* [ACTIVITY] In the listing below, how many lines contain the word "building"? Please respond with the number only.

»»

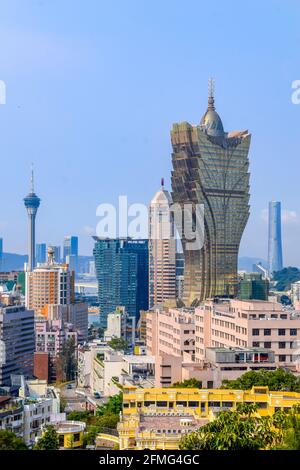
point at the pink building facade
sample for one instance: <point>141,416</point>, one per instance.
<point>247,324</point>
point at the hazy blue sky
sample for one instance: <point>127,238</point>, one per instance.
<point>94,86</point>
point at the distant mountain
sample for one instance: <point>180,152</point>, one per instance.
<point>246,263</point>
<point>13,262</point>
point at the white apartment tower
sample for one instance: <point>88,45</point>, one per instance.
<point>162,249</point>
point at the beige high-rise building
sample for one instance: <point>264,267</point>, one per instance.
<point>49,284</point>
<point>162,249</point>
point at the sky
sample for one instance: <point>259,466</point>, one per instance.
<point>93,88</point>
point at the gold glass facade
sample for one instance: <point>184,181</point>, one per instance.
<point>210,167</point>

««

* [OUTPUT FOR THIS EXERCISE] 2